- _Required task_
In the forum post about the plugged Epson 3000 print head, what was bought at the hobby store?

- _Quoted text_
========================================================================

# I cleaned a TOTALLY plugged Epson 3000 Print Head



## Stan Hoover (Jan 28, 2009)

I bought an Epson 3000 that was in storage for several years--a $100.00 gamble. It arrived 4 days later on UPS with the black print head TOTALLY plugged, and the color head partially plugged. The color head recovered after several days of fiddling.

After many self cleanings and parking the heads on Windex soaked pads, I finally ordered a new black head. With the new head on the way, I suddenly got more brave and took out the old head to experiment with various cleaning methods and solvents. 

I tried lots of solvents I had in the shop, as I had nothing to lose. I just tried them around the edge of the head, not internally or directly on the nozzles. Somewhat discouraged by my results, I skeptically boiled a cleaned coffee cup full of DISTILLED water in the microwave and when the dirty head was barely dipped into the still hot, distilled water--to my delight the cup INSTANTLY filled with black ink Hot water was CLEARLY the winner. 

So, having found my solvent, I went to the hobby store to buy a short length of tiny model airplane fuel line for my attachment "nipple" to fit between a hypodermic syringe and the ink post on the print head.

========================================================================

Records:

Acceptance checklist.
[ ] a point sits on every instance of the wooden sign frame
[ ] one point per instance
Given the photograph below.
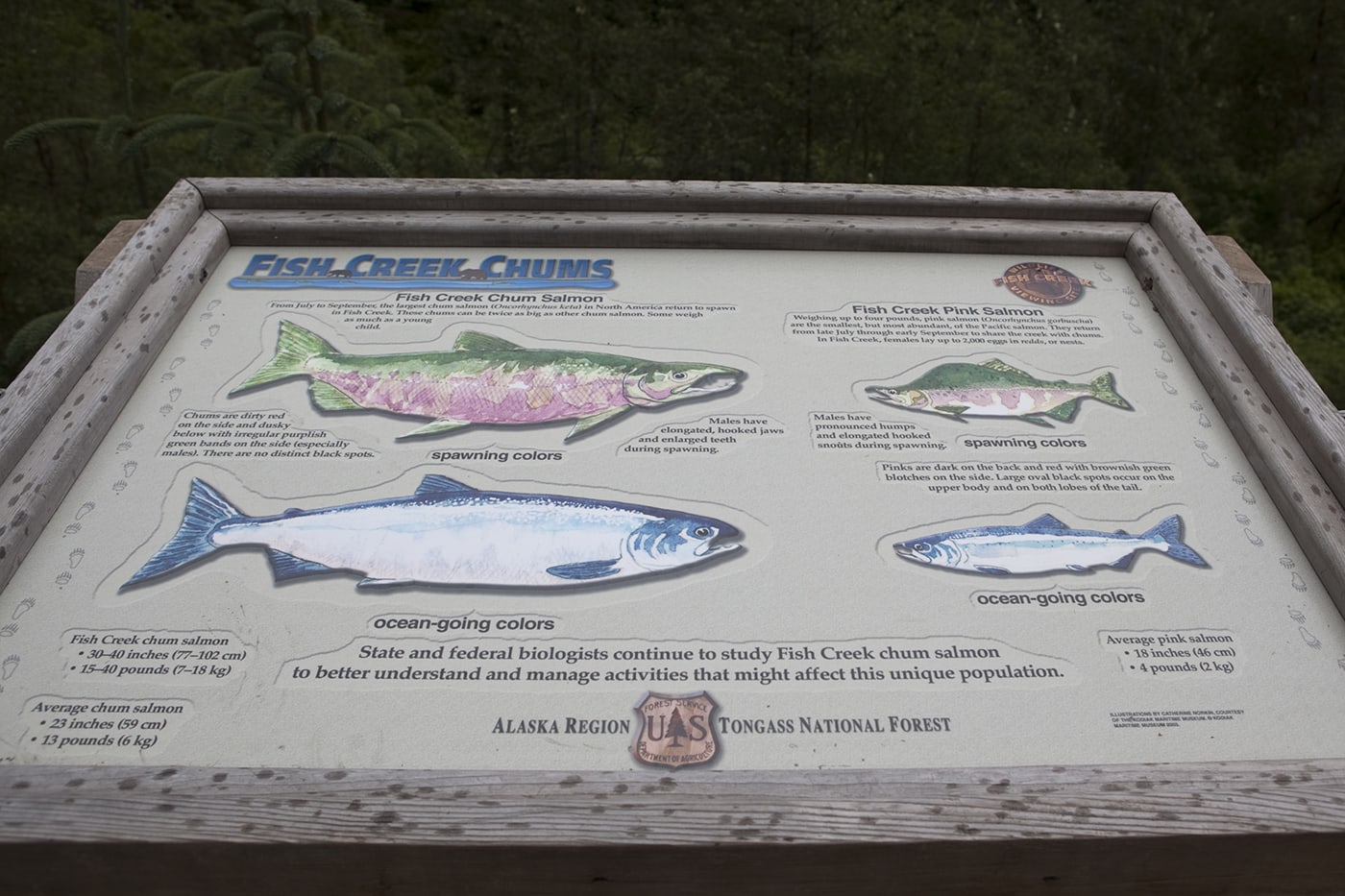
(1246, 826)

========================================================================

- _Exercise solution_
A short length of tiny model airplane fuel line.